Task set>
(a) Answer these questions using the passage on machine learning and image recognition.
(i) Since when has deep neural network technology existed?
(ii) What might the second layer of a deep neural network recognize?
(iii) Which industry does the passage say is about to undergo a significant evolution?
(b) Carry on the passage about machine learning and image recognition, picking up right after its final sentence.

Excerpt provided>
= Beginning of Section =
As computers and technology continue to evolve at breakneck speed, it can be difficult for the average person to understand just how much work goes into getting computers to do things. Getting computers to ‘see’ and to identify images, for instance, is one task that many an engineer, robotics technician and data scientist have attempted to achieve over the years. This technology is only now starting to demonstrate its true potential, as seen in recent tests of self-driving vehicles, but it is far from being perfect. Nevertheless, thanks to machine learning and drastically improved image recognition technologies, industries like manufacturing are about to undergo a significant evolution.
Machine Learning and Image Recognition
Machine Learning refers to one of the ways Artificial Intelligence is used. It typically involves getting a system to take in large amounts of data to perform different analyses, essentially “learning” from whatever it is given in order to make educated future ‘predictions’.
Deep neural networks are one example of Machine Learning, which has resulted from scientists attempting to inspire themselves from neuroscience in order to create true AI. In deep neural networks, information is passed through layers, just like in the human brain. The first layer might recognize light pixels and dark pixels, the second layer might recognize different simple shapes, a third layer might identify more complex objects and shapes — while a fourth layer might be able to identify an actual object, like a vehicle, animal or even a person, based on its knowledge of what shapes tend to make up the subject in mind.
While the technology has been around since the 1980s, it has mostly been on the fringes of scientific investigation until recent years. This is because the technology was rather costly and complicated, and computers lacked the data and processing power to be truly useful. The use of deep neural networks has exploded into the forefront of science and technology in recent years, partly because large banks of data are now available thanks to the world wide web. The more information that can be fed to a system, the more accurate it becomes. The unorthodox use of Graphics Processing Units (GPUs) in deep-learning networks also means a highly-sophisticated network can be developed at a relatively cheaper cost.
= End of Section =
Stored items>
= Beginning of Section =
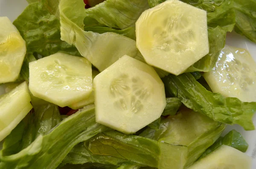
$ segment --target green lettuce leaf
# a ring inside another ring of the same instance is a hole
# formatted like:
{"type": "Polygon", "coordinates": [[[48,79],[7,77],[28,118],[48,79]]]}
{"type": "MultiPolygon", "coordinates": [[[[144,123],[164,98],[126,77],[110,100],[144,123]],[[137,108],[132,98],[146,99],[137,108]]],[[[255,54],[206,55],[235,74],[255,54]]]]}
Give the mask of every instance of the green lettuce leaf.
= End of Section =
Answer set>
(a)
(i) Since the 1980s.
(ii) Different simple shapes.
(iii) Manufacturing.

(b)
By making use of technological advances like deep neural networks, today’s computers can therefore learn a number of things; from recognizing a user’s voice, to recognizing images of house cats, with high rates of success. For instance, once a system has been given millions of sample images of one object, its ability to identify a picture of the subject at a later date based on what it already knows is significantly improved compared to when it may have only had two pictures.
Given the enormous potential of deep learning, it is unsurprising that educational institutions are making significant efforts to create a future workforce in possession of important technical skills. As companies increasingly look to hire qualified personnel, whether they are trained as an electromechanical technician or a prize-winning neuroscientist, more students are signing on for higher learning involving machine learning. From online technology courses, partnerships between schools and big companies like Google, and startup incubators founded on college or university campuses, there are many ways to get informed and certified about the future of machines.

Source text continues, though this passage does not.